• GIVEN DATA:
##########

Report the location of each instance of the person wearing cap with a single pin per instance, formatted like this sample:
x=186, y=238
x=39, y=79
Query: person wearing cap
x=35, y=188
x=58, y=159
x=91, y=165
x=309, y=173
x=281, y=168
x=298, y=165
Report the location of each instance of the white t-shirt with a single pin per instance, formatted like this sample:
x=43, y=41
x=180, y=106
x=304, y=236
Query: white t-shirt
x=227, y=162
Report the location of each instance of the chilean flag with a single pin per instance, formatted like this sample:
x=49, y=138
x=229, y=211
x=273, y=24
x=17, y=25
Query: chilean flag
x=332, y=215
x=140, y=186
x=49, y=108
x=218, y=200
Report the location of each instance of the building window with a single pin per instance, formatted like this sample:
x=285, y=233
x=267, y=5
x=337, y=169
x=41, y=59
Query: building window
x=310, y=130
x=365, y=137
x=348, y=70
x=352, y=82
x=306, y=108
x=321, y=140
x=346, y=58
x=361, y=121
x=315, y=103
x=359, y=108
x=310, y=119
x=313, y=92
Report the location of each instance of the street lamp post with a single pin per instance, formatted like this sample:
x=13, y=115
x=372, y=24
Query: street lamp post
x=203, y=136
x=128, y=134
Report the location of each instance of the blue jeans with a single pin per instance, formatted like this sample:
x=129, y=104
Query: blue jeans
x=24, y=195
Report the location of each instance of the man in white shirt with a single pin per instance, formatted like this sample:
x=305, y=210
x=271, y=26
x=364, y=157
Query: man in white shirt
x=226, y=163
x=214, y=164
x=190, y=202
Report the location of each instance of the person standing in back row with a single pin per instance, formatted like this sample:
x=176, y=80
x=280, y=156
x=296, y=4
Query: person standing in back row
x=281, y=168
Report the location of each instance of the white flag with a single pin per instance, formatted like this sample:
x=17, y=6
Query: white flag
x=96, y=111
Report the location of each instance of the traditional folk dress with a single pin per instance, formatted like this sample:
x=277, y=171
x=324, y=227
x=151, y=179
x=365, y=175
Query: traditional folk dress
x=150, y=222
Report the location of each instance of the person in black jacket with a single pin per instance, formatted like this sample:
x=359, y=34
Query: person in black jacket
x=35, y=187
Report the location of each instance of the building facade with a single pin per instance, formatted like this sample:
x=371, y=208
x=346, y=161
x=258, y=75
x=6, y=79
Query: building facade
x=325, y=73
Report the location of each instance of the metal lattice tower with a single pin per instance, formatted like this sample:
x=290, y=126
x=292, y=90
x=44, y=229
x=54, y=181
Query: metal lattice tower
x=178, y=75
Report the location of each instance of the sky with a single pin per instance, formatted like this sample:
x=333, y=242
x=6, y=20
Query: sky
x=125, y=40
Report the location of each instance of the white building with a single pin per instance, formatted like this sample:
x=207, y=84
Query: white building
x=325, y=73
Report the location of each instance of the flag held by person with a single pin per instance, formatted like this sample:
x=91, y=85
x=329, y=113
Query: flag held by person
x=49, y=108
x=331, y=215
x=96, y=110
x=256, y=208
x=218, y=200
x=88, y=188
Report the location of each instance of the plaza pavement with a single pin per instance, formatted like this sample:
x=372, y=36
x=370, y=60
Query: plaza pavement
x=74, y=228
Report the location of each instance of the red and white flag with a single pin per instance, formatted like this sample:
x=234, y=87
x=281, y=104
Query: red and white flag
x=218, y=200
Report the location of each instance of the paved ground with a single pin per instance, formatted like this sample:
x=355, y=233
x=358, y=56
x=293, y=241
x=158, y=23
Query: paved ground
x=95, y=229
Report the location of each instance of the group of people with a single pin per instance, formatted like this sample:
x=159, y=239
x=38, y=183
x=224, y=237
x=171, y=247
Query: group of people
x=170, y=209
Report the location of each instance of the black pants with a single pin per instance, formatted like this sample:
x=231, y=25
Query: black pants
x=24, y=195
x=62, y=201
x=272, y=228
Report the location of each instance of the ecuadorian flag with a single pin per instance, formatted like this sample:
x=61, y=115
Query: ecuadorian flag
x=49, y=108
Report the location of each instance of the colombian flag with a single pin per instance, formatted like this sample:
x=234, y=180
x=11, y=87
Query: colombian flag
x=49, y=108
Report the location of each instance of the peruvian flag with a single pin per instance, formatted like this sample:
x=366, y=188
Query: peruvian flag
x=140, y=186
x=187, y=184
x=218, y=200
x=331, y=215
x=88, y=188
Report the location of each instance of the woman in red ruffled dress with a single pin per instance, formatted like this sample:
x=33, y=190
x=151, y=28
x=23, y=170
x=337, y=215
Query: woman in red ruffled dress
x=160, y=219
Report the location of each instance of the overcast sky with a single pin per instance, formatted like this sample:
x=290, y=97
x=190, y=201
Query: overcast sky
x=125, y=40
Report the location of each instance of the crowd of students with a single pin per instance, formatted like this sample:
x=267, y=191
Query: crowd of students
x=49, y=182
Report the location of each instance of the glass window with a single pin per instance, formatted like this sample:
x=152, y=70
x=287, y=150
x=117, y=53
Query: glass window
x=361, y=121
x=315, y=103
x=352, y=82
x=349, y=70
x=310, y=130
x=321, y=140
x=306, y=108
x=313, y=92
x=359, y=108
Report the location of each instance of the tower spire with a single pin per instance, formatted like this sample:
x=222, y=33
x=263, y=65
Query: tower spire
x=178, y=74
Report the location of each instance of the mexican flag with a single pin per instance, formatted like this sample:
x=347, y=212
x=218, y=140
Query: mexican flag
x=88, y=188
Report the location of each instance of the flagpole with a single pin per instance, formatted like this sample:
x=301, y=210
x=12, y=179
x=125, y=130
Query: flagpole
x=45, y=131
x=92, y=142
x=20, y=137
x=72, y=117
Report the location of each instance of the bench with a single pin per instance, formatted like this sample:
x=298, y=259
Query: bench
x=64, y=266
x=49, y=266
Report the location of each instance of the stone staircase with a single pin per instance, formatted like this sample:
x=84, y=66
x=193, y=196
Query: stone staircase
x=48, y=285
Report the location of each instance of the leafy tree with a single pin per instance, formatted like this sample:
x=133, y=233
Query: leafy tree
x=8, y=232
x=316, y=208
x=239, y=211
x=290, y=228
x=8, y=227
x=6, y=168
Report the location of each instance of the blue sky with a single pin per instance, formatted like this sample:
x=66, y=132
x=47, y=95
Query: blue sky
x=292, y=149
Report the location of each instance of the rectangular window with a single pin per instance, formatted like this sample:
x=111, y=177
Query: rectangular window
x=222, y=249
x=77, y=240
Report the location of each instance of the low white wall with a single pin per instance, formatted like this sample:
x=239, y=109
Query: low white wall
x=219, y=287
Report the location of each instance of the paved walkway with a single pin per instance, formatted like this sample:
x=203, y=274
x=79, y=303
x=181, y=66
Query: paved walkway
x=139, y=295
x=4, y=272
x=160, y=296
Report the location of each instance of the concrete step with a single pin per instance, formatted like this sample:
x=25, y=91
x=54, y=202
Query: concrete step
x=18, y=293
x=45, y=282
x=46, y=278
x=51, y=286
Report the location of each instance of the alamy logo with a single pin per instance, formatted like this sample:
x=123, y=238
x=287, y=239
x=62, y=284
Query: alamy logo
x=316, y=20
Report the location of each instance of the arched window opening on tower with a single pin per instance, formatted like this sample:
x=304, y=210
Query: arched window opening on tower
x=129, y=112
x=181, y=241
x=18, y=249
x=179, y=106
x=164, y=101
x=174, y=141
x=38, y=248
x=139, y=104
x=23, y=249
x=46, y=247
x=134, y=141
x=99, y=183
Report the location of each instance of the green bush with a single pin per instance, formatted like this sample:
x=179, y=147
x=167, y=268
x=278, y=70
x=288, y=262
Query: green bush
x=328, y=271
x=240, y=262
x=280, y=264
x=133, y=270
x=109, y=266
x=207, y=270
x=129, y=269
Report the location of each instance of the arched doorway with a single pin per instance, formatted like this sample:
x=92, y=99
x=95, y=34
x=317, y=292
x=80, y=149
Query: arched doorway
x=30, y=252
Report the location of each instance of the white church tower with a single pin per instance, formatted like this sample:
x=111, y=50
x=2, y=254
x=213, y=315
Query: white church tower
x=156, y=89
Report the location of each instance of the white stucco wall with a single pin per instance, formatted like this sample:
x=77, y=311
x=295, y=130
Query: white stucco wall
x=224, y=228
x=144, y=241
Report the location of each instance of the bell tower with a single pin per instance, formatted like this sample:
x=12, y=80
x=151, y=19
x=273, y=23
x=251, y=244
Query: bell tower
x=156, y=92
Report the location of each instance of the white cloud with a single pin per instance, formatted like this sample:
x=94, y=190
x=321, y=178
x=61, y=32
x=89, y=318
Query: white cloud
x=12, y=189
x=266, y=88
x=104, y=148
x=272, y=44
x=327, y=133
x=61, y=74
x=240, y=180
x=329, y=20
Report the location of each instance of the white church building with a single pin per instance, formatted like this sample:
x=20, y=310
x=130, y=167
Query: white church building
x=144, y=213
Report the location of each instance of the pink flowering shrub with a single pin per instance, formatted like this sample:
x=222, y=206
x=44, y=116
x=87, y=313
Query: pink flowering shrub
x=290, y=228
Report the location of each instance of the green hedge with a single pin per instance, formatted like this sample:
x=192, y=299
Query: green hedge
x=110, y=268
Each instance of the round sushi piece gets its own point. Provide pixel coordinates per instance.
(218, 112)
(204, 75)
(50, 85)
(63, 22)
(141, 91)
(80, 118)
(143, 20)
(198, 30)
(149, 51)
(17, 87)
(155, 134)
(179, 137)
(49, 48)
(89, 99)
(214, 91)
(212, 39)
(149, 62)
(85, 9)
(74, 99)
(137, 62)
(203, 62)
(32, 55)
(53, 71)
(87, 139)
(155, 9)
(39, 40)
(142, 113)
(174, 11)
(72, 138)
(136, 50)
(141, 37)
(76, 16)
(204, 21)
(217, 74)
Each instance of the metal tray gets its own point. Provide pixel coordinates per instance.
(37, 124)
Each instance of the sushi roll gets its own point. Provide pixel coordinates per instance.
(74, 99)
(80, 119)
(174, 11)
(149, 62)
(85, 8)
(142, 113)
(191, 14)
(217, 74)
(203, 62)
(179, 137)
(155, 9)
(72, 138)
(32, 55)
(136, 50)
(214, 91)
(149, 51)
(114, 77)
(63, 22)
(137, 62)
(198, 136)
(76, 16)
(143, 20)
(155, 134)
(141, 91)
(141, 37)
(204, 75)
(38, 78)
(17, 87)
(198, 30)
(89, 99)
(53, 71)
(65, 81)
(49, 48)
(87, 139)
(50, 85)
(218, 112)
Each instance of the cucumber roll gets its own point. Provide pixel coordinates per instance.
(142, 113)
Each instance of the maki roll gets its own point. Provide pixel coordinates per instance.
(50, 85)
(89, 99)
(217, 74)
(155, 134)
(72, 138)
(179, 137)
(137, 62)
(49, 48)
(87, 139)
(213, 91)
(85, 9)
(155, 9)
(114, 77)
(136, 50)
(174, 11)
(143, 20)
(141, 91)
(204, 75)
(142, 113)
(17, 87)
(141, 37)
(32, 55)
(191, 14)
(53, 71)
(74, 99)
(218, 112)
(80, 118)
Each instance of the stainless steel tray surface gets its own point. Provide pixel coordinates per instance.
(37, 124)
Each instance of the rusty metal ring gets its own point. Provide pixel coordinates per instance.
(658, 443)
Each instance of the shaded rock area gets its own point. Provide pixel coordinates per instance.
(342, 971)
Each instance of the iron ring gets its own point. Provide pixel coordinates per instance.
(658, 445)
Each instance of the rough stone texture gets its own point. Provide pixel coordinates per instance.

##########

• INSTRUCTIONS FOR THE TASK:
Taking the records above, retype every line from the one with "Query: blue jeans" down to the one with "x=290, y=126", exactly and with nothing else.

• SOLUTION TO THE PROBLEM:
Query: blue jeans
x=24, y=195
Report the location of each instance of the man in white shirt with a single pin per instance, formatted like this sample:
x=305, y=210
x=271, y=26
x=364, y=157
Query: man in white shirt
x=226, y=163
x=214, y=164
x=190, y=202
Report the location of each instance of the person standing in back row with a single pin per instance, formatted like this sample:
x=176, y=80
x=280, y=156
x=296, y=4
Query: person standing in back row
x=281, y=168
Report the location of each instance of the white flag with a single pin per instance, formatted like this sample:
x=17, y=6
Query: white flag
x=96, y=111
Report the location of each instance of the traditional folk dress with a single pin per instance, formatted like this sample:
x=277, y=171
x=324, y=227
x=151, y=179
x=365, y=175
Query: traditional folk dress
x=150, y=222
Report the location of each instance of the person in black jacket with a single pin per instance, formatted like this sample:
x=359, y=34
Query: person in black jacket
x=35, y=187
Report the location of each instance of the building facade with a single pin per instance, formatted like this sample:
x=371, y=208
x=346, y=161
x=258, y=75
x=6, y=79
Query: building facade
x=325, y=73
Report the location of each instance of the metal lattice tower with a single pin per instance, formatted like this sample:
x=290, y=126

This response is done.